┏━━

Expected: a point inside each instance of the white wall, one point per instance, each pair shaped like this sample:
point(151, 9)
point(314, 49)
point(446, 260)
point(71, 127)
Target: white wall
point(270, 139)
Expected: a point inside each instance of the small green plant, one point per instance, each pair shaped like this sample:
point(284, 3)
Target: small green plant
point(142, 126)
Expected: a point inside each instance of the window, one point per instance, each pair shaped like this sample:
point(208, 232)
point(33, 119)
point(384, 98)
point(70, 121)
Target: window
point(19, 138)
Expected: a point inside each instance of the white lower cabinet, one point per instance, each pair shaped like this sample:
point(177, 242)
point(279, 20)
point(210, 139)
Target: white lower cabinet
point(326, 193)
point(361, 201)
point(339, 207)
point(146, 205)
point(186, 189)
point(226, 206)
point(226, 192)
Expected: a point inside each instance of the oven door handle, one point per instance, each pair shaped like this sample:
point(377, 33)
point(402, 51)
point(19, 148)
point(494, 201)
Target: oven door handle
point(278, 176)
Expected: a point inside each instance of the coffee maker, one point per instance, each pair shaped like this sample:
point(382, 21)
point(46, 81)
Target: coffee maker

┗━━

▸ **Exercice court**
Réécrivez toutes ces lignes en remplaçant "window" par "mirror", sans rien modifier d'autre.

▸ **Résultat**
Expected: a point inside each instance of the white wall, one point per instance, each pair shaped like this sample:
point(151, 9)
point(314, 49)
point(446, 260)
point(71, 127)
Target: white wall
point(270, 139)
Expected: a point inside each instance of the small green plant, one point per instance, each pair shaped like this sample:
point(284, 3)
Target: small green plant
point(142, 126)
Expected: a point inside each instance of the mirror, one point per instance, each pair shaped like this sample:
point(208, 232)
point(33, 119)
point(384, 98)
point(70, 121)
Target: mirror
point(19, 138)
Expected: a point inside each instance of the white lower cabinet, one point per instance, each pair shaped like this sample:
point(177, 242)
point(279, 20)
point(210, 139)
Target: white lower cabinet
point(326, 193)
point(361, 201)
point(339, 207)
point(146, 205)
point(186, 189)
point(226, 206)
point(226, 192)
Expected: a point inside each instance of the oven door handle, one point per instance, each pair shaped like this sample:
point(377, 33)
point(402, 51)
point(19, 148)
point(494, 201)
Target: oven door handle
point(278, 176)
Expected: a point inside each instance of the coffee maker, one point per instance, each pair shaped like this sample:
point(382, 21)
point(46, 81)
Target: coffee maker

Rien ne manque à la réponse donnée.